▶ [DATA IN THIS EXERCISE]
= = =

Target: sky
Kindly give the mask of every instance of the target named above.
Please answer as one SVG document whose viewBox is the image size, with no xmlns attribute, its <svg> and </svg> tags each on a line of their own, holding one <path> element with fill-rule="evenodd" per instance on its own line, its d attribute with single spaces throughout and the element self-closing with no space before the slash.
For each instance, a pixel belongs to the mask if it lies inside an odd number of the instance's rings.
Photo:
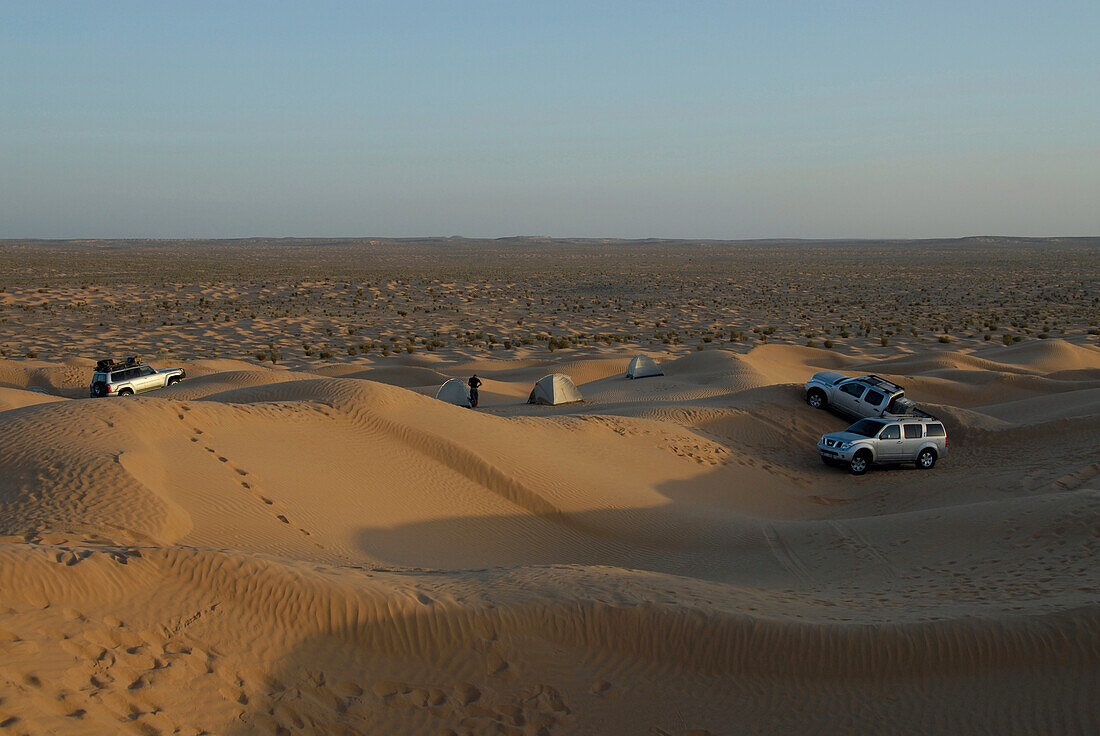
<svg viewBox="0 0 1100 736">
<path fill-rule="evenodd" d="M 1100 3 L 9 2 L 0 238 L 1100 235 Z"/>
</svg>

= = =

Gather from the data above every line with the string "mask".

▶ [RESULT OF THIS TASK]
Kindly give the mask of every instance of the target named above.
For each instance, a pixel belongs to the mask if it lies inside an odd number of the instance's rings.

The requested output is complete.